Start

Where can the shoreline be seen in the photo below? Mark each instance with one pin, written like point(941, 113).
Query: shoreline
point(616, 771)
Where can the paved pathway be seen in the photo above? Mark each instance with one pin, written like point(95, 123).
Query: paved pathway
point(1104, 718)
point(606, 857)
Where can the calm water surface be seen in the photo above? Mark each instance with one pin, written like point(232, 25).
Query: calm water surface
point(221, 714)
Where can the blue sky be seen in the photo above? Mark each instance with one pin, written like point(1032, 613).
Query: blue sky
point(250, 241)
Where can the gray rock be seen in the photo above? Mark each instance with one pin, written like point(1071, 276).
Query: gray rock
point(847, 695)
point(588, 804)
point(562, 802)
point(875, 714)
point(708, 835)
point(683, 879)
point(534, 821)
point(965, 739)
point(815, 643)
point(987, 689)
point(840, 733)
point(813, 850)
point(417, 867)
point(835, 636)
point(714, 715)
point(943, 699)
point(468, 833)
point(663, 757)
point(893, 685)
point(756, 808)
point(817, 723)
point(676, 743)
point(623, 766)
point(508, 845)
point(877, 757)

End

▸ **EXERCISE OBJECTIVE**
Can you copy the material word for word, starting at its first line and running through the line that contains "point(616, 771)", including that final line?

▸ **RESPONSE BELOW**
Where can the shoreline be seen in the photo below? Mark each instance with one pin, written like point(941, 113).
Query: shoreline
point(616, 771)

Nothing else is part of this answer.